Excerpt to read:
————

Texas residents may be aware that a new tax law was signed into law at the end of 2017 and how it may affects aspects of financial planning but they may not be aware they it can play a big role in estate planning. The tax reform legislation substantially raised the estate tax exemption over previous limits, and this can impact gifting and estate planning until 2025, when the law is set to expire, and afterwards as well.

The exemption was raised to $11.18 million per person, or $23.26 million per married couple. As a result, federal estate taxes on amounts gifted to heirs during one's lifetime or amounts left to heirs upon death under those limits have been eliminated. This means that federal estate tax now exists for none but the wealthiest individuals.

The generation skipping tax also increased to the same amounts for single and married couples and this law is also set to expire in 2025. The method that is used to calculate inflation in these areas has also changed from the consumer price index to the chained CPi. The new measure generally yields a lower rate of inflation.

What does this mean for Texas residents? This means they can now give away more of their estate without paying estate taxes. Lifetime gifts of estates can be made without worrying about taxes and can also be planned while keeping in mind the shifting levels of appreciation. While the law also benefits beneficiaries, it doesn't exclude the need for estate planning altogether.

When the law changes, it helps for everyone to take a close look at their estate planning documents and assess how they can take advantage of the opportunities being offered. It might help to get an experienced attorney to go over the documents every tax season so they can create strategies to simplify complicated estate planning.

————

Stored data:
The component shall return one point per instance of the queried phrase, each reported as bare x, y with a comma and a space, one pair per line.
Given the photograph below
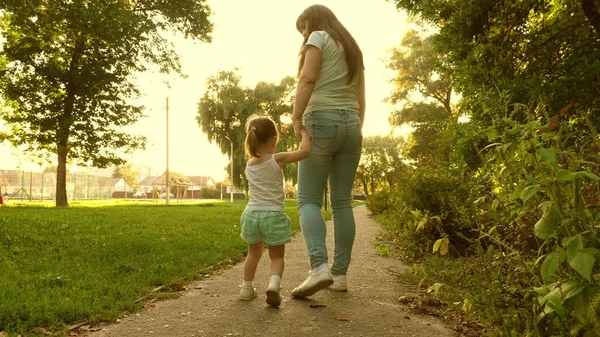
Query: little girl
264, 219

————

The exercise:
Reproduce the passage on the new tax law and estate planning word for word, from "When the law changes, it" up to and including "complicated estate planning.". The lines above play no role here.

Final result:
When the law changes, it helps for everyone to take a close look at their estate planning documents and assess how they can take advantage of the opportunities being offered. It might help to get an experienced attorney to go over the documents every tax season so they can create strategies to simplify complicated estate planning.